▶ **Data to process**
■ ■ ■ ■ ■ ■ ■
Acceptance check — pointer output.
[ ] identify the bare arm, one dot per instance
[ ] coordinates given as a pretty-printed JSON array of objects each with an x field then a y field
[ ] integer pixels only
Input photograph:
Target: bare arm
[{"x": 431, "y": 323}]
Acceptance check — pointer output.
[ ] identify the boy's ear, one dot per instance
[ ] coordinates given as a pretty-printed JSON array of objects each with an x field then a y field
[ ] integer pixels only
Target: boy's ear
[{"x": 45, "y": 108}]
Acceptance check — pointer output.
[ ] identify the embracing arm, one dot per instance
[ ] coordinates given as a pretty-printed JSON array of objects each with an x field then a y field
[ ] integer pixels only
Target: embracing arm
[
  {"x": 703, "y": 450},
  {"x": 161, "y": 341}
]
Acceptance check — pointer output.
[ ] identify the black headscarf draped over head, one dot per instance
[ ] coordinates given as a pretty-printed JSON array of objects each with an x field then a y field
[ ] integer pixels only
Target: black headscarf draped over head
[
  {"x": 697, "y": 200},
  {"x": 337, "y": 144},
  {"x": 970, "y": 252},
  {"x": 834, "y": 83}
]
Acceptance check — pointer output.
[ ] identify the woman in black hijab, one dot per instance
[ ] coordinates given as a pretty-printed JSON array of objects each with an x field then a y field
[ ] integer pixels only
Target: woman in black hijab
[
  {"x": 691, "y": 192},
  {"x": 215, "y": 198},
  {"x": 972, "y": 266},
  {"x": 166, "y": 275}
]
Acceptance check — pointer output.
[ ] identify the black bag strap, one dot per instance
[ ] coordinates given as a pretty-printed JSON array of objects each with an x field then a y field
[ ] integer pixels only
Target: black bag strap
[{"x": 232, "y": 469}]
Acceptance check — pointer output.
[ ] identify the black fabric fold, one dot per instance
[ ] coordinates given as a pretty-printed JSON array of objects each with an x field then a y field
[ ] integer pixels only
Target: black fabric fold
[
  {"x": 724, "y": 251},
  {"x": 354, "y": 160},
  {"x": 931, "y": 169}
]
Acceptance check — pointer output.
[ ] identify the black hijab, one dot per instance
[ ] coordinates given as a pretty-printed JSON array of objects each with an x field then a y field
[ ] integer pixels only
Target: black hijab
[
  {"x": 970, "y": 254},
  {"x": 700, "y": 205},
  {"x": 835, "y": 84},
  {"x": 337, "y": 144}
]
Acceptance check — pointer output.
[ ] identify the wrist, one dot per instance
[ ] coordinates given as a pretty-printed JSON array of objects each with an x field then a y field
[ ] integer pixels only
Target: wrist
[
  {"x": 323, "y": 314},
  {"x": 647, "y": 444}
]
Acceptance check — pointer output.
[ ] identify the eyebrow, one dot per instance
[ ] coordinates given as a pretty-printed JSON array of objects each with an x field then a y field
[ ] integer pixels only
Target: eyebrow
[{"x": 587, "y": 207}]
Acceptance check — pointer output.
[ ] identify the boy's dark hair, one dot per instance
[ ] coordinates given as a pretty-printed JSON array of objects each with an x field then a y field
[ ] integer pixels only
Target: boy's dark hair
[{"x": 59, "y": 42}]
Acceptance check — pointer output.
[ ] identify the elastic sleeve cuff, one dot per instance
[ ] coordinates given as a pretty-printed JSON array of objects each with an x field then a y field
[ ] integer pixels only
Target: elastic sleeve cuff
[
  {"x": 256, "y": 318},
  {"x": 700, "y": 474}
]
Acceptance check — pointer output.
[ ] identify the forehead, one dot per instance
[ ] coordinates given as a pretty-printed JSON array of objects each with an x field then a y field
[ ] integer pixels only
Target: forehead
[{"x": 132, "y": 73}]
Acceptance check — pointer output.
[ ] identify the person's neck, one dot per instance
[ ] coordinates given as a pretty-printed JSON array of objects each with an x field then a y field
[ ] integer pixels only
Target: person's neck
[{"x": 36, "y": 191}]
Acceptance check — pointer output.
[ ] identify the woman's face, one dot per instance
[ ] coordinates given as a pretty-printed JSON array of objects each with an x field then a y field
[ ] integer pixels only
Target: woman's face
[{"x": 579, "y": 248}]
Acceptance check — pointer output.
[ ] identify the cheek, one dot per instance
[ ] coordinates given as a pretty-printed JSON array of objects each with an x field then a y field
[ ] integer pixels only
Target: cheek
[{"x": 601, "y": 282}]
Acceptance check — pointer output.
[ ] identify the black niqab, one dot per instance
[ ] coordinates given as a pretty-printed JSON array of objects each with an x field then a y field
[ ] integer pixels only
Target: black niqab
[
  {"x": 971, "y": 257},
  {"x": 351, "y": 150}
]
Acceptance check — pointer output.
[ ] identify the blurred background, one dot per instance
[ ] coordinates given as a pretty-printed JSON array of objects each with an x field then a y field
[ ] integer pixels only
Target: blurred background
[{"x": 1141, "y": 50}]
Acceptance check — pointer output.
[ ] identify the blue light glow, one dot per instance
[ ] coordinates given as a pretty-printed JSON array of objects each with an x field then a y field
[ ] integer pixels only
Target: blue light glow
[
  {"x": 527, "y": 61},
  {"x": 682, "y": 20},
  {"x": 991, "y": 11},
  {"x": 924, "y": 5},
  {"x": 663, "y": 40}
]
■ ■ ■ ■ ■ ■ ■
Which lines of the material above contain the string "draped"? Pull out each one, treating uppercase and lowercase letters as different.

▶ **In response**
[ ] identify the black headscarf draped over head, one dot per instance
Target: black headscarf draped over head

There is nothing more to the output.